### Problem statement
Pull out every line in the records below that contains the word "candle".
* start Records shown *
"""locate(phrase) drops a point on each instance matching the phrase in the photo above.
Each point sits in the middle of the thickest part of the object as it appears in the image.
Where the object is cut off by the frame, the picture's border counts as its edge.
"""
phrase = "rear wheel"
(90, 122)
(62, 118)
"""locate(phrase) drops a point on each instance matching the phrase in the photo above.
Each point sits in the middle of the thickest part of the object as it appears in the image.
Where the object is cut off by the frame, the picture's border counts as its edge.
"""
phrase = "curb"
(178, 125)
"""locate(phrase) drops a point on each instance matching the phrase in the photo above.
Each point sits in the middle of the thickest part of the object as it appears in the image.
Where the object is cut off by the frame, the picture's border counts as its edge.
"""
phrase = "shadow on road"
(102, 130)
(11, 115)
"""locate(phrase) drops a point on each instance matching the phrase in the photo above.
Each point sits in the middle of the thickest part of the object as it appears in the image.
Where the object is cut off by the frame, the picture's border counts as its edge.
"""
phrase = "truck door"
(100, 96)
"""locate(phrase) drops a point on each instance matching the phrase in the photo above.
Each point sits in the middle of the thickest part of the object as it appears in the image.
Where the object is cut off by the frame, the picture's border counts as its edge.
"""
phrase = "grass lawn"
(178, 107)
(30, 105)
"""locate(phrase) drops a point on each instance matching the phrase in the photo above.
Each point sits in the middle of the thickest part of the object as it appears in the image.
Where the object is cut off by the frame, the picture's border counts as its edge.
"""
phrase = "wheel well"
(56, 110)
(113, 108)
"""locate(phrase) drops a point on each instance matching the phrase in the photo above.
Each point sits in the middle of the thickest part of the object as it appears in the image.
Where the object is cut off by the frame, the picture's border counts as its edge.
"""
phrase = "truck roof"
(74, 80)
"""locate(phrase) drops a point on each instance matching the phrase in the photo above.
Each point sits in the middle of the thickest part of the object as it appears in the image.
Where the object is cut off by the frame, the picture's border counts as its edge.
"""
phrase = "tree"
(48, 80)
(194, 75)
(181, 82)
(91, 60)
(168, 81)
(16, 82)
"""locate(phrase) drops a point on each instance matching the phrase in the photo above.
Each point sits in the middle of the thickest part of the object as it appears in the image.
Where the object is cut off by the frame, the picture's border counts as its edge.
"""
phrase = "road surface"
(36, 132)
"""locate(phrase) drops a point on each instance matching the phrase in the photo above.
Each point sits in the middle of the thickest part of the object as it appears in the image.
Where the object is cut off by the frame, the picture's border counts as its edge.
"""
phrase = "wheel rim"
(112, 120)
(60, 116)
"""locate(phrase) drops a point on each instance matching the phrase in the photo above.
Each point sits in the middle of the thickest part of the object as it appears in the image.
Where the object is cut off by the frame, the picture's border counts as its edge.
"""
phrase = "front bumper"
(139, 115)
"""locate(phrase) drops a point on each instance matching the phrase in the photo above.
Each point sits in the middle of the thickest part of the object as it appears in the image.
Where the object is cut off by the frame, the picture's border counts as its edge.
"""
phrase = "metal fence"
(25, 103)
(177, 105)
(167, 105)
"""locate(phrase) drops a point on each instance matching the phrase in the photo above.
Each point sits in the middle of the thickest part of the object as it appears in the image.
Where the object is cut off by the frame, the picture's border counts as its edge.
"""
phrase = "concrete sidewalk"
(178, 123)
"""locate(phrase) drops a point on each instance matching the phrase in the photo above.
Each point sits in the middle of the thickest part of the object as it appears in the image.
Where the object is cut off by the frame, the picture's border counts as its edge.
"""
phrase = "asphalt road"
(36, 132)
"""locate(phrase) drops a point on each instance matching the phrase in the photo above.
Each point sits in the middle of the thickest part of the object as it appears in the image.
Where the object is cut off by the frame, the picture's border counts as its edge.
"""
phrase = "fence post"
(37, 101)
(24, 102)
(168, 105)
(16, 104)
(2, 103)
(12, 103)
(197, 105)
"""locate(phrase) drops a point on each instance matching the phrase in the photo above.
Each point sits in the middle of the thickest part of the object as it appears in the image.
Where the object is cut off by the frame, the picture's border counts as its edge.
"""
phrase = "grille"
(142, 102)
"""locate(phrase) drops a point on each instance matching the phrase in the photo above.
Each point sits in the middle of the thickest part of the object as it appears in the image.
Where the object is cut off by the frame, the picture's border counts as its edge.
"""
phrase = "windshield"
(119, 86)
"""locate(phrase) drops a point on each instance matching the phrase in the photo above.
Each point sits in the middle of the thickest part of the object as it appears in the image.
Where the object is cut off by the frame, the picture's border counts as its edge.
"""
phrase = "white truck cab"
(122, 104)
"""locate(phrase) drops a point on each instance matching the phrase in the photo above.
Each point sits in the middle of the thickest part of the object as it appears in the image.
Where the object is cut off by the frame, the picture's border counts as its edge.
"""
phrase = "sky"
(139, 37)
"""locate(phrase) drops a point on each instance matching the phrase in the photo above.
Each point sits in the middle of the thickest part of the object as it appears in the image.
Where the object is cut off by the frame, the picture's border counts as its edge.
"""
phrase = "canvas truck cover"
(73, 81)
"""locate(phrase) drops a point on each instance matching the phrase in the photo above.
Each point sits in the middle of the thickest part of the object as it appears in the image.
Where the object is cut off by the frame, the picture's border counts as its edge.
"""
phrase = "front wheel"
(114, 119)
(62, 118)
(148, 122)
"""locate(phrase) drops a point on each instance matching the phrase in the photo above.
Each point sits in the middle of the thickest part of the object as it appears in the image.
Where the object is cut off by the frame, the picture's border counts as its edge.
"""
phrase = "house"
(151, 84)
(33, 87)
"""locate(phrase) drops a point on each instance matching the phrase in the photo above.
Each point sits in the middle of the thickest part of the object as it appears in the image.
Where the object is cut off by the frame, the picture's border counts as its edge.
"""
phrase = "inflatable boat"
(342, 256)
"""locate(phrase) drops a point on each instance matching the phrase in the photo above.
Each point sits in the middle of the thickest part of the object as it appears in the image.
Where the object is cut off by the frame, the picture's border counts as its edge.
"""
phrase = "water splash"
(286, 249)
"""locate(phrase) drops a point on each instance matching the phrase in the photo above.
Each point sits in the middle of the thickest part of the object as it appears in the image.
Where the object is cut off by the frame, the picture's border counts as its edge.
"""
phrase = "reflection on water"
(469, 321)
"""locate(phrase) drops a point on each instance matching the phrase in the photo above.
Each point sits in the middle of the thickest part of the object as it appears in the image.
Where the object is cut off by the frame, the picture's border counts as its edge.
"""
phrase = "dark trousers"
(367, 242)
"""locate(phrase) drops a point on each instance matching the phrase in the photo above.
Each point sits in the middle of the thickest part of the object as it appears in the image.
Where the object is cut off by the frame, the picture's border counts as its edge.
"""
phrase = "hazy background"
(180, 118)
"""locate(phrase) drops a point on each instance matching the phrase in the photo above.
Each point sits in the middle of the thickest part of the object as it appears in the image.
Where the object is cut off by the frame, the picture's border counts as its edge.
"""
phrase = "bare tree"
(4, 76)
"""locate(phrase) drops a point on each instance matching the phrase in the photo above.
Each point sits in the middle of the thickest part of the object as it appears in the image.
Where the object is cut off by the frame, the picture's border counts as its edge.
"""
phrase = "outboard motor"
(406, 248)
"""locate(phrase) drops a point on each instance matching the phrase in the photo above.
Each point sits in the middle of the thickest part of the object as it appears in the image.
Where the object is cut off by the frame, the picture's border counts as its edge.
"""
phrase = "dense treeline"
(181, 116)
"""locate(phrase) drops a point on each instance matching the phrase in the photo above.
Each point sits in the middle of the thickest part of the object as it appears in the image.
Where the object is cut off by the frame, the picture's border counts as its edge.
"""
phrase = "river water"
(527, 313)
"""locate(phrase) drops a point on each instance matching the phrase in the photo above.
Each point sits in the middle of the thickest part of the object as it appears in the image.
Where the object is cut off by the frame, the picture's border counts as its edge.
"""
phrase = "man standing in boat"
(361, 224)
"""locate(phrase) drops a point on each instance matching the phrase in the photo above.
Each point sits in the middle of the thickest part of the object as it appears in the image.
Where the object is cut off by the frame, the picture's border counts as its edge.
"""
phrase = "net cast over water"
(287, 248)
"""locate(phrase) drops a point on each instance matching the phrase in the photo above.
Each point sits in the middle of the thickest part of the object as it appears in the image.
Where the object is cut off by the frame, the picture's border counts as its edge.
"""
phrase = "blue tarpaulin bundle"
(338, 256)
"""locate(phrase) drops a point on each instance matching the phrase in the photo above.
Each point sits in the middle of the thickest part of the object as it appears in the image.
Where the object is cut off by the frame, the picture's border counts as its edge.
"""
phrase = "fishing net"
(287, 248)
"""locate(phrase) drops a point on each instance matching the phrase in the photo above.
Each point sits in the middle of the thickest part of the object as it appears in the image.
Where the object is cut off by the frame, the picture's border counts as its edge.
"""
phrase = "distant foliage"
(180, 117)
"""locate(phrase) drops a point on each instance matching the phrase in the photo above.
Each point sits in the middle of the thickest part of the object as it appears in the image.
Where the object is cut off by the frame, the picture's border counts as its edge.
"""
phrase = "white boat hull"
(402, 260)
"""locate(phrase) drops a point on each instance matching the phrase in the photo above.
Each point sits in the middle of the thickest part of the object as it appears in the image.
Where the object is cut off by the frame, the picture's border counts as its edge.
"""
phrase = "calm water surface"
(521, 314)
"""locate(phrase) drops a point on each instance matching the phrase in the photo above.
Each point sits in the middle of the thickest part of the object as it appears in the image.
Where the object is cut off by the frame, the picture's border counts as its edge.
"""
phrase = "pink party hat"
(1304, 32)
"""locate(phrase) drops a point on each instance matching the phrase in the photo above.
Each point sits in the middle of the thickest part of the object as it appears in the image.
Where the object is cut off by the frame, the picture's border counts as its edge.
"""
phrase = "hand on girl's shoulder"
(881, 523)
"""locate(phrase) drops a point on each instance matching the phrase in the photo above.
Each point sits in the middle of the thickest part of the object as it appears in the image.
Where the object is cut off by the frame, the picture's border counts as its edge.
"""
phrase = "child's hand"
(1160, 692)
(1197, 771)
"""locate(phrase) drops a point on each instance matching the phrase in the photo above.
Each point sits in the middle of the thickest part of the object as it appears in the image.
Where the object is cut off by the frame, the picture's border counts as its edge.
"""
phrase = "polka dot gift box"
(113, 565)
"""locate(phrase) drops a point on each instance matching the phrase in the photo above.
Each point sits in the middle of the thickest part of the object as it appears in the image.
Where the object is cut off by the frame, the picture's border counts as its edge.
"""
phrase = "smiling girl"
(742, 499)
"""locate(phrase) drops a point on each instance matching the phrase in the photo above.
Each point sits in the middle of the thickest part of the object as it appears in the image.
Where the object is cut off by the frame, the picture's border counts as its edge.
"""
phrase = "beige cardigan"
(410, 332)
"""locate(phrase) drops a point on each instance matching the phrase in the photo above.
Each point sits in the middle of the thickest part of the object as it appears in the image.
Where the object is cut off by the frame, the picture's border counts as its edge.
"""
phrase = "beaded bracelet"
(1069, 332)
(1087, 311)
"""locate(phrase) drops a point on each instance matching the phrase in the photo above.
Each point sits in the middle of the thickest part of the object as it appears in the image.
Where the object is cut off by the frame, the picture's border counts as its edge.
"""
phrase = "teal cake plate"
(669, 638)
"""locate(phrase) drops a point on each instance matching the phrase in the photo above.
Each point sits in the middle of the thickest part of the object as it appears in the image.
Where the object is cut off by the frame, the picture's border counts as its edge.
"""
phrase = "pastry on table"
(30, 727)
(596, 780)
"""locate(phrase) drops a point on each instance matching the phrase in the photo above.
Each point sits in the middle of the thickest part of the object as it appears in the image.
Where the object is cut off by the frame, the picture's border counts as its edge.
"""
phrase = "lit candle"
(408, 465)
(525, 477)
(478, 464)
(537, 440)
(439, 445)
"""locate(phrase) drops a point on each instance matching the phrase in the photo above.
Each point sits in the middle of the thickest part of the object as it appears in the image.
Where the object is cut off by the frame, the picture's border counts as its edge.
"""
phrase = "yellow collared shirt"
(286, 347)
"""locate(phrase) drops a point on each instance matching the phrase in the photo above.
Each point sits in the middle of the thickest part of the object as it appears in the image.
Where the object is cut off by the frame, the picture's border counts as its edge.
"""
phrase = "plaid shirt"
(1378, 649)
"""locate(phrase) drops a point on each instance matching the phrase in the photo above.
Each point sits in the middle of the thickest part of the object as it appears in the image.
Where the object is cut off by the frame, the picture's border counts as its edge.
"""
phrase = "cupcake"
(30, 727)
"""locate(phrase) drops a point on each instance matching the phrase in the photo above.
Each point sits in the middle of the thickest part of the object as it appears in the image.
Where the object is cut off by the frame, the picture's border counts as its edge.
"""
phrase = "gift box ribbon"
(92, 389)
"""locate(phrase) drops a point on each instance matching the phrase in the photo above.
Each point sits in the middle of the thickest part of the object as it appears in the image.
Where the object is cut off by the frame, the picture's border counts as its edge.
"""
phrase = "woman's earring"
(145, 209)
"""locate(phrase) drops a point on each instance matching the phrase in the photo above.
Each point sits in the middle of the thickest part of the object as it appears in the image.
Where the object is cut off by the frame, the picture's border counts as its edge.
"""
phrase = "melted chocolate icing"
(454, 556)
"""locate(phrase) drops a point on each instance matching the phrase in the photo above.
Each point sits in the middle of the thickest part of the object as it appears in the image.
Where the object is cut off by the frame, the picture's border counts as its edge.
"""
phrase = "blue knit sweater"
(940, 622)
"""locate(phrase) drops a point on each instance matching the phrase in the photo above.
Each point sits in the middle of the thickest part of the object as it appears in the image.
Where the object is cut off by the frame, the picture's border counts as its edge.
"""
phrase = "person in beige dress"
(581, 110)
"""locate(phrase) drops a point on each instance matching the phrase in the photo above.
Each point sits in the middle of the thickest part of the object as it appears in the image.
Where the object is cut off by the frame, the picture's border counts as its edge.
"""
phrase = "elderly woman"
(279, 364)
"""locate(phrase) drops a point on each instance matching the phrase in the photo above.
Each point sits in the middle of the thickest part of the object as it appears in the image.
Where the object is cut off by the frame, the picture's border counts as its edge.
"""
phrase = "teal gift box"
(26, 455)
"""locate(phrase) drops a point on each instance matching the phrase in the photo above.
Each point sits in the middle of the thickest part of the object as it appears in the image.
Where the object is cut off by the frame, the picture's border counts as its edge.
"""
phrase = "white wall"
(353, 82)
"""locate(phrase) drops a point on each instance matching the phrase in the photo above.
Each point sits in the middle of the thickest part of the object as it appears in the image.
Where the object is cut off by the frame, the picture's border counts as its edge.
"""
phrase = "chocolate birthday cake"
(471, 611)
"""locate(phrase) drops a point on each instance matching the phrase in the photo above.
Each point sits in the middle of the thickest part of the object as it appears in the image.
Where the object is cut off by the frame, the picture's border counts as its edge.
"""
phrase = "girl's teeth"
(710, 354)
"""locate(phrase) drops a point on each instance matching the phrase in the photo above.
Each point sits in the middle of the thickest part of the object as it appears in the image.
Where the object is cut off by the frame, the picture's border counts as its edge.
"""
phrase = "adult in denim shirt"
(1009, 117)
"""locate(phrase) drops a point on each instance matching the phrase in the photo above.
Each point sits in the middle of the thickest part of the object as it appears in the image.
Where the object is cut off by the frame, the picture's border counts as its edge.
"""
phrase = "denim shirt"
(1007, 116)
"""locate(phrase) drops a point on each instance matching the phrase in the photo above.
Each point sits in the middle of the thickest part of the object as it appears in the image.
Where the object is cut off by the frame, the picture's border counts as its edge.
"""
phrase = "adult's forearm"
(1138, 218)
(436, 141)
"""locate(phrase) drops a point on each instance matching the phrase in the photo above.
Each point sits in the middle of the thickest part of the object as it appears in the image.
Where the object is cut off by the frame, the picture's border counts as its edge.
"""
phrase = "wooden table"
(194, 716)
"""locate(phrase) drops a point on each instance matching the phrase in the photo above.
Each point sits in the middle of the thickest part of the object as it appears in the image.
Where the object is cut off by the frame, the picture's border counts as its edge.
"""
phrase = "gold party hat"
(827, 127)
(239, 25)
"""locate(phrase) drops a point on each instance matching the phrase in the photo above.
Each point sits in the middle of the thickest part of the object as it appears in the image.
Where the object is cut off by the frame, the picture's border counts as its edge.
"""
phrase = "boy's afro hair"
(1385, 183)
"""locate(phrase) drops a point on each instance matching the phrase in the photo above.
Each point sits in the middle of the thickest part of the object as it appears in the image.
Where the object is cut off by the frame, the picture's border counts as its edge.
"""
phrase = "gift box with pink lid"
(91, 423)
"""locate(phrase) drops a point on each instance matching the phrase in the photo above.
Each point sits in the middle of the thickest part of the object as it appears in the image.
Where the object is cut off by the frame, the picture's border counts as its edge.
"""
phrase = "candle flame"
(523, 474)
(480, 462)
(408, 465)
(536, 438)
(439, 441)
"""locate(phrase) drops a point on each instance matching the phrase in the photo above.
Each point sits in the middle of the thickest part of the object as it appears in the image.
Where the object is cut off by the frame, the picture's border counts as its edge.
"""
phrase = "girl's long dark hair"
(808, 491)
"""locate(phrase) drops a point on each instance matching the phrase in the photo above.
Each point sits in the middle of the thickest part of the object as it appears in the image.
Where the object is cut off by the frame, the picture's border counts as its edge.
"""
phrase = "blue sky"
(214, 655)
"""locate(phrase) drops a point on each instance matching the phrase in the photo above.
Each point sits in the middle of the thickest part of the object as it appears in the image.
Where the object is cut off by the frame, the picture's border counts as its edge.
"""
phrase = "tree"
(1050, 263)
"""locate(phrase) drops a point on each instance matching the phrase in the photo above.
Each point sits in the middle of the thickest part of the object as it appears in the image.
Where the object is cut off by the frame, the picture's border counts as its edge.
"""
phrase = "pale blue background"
* end Records shown *
### Result of the exercise
phrase = "lit candle"
phrase = "candle flame"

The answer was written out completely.